╭─ Supplied data
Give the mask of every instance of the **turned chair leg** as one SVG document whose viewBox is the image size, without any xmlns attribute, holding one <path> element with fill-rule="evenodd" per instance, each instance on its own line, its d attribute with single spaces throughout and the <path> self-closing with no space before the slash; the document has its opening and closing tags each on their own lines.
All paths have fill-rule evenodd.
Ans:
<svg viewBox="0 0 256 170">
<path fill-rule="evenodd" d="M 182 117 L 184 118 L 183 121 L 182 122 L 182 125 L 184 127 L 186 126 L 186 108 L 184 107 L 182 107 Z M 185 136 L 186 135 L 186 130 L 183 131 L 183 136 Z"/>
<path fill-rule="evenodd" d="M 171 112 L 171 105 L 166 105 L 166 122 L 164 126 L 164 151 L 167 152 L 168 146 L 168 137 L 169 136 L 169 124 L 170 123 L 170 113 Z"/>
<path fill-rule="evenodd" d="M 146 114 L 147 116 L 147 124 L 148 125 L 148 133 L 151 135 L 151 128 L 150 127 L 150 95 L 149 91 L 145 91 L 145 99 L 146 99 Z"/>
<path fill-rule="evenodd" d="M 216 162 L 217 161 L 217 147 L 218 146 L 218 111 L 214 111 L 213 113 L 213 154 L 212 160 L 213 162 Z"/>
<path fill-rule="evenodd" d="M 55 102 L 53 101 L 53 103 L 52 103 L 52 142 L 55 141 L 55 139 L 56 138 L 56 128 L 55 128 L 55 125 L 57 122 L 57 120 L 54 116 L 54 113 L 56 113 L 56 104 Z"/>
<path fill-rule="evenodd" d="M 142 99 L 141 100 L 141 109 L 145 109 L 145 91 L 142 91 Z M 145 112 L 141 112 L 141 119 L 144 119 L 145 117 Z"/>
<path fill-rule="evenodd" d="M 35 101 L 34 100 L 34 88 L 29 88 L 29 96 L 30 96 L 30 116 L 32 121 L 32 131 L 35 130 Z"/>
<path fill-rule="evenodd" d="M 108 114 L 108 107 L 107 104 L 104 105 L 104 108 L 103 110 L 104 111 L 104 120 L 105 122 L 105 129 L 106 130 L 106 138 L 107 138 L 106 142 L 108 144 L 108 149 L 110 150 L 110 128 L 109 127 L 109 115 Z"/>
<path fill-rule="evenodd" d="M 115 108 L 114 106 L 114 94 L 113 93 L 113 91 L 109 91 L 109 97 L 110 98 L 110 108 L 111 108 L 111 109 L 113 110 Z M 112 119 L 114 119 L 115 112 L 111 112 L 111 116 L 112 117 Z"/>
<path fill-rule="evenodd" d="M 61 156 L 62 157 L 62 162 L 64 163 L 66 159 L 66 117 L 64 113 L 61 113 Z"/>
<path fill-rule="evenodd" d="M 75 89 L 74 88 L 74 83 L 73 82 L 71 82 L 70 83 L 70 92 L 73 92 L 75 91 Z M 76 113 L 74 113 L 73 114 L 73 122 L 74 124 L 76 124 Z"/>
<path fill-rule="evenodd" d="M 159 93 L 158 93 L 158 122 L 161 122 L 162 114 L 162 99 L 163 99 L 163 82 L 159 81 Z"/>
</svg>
╰─
Task:
Update the listing above by changing "turned chair leg" to "table leg" and keeping everything else the same.

Completed task:
Give the mask of every instance of the **table leg** as one SVG document whose viewBox is the image size, without any xmlns attribute, holding one <path> element with fill-rule="evenodd" per instance, each instance on its own line, its d attribute with single spaces throughout and the <path> self-closing with no space before the slash; the document has its opening and closing tags each on their own lines.
All paths have fill-rule evenodd.
Ans:
<svg viewBox="0 0 256 170">
<path fill-rule="evenodd" d="M 182 117 L 184 118 L 183 121 L 182 122 L 182 125 L 184 127 L 186 126 L 186 108 L 184 107 L 182 107 Z M 185 136 L 186 135 L 186 130 L 183 131 L 183 136 Z"/>
<path fill-rule="evenodd" d="M 171 112 L 171 105 L 166 105 L 166 122 L 164 126 L 164 151 L 167 152 L 168 146 L 168 137 L 169 136 L 169 124 L 170 123 L 170 113 Z"/>
<path fill-rule="evenodd" d="M 146 114 L 147 116 L 147 124 L 148 125 L 148 133 L 151 135 L 151 128 L 150 127 L 150 95 L 149 91 L 145 91 L 145 99 L 146 99 Z"/>
<path fill-rule="evenodd" d="M 216 162 L 217 161 L 217 147 L 218 146 L 218 111 L 214 111 L 213 113 L 213 154 L 212 160 L 213 162 Z"/>
<path fill-rule="evenodd" d="M 55 102 L 53 101 L 53 103 L 52 103 L 52 142 L 55 141 L 55 139 L 56 138 L 56 128 L 55 128 L 55 125 L 57 122 L 57 120 L 54 116 L 54 113 L 56 113 L 56 104 Z"/>
<path fill-rule="evenodd" d="M 142 99 L 141 100 L 141 109 L 145 109 L 145 91 L 142 91 Z M 145 112 L 141 112 L 141 119 L 144 119 L 145 117 Z"/>
<path fill-rule="evenodd" d="M 35 101 L 34 100 L 34 88 L 29 88 L 29 96 L 30 96 L 30 116 L 32 121 L 32 131 L 35 130 Z"/>
<path fill-rule="evenodd" d="M 108 114 L 108 107 L 107 104 L 104 105 L 104 108 L 103 110 L 104 111 L 104 120 L 105 122 L 105 129 L 106 130 L 106 138 L 107 138 L 106 142 L 108 144 L 108 149 L 110 150 L 110 128 L 109 127 L 109 115 Z"/>
<path fill-rule="evenodd" d="M 115 108 L 114 106 L 114 94 L 113 93 L 113 91 L 109 91 L 109 97 L 110 98 L 110 108 L 111 108 L 111 109 L 113 110 Z M 112 119 L 114 119 L 115 112 L 111 112 L 111 116 L 112 117 Z"/>
<path fill-rule="evenodd" d="M 61 156 L 62 157 L 62 162 L 64 163 L 66 159 L 66 117 L 64 113 L 61 113 Z"/>
<path fill-rule="evenodd" d="M 75 89 L 74 88 L 74 83 L 73 82 L 71 82 L 70 83 L 70 92 L 73 92 L 75 91 Z M 76 113 L 74 113 L 73 114 L 73 122 L 74 124 L 76 124 Z"/>
<path fill-rule="evenodd" d="M 159 93 L 158 93 L 158 122 L 161 122 L 162 114 L 162 99 L 163 99 L 163 82 L 159 81 Z"/>
</svg>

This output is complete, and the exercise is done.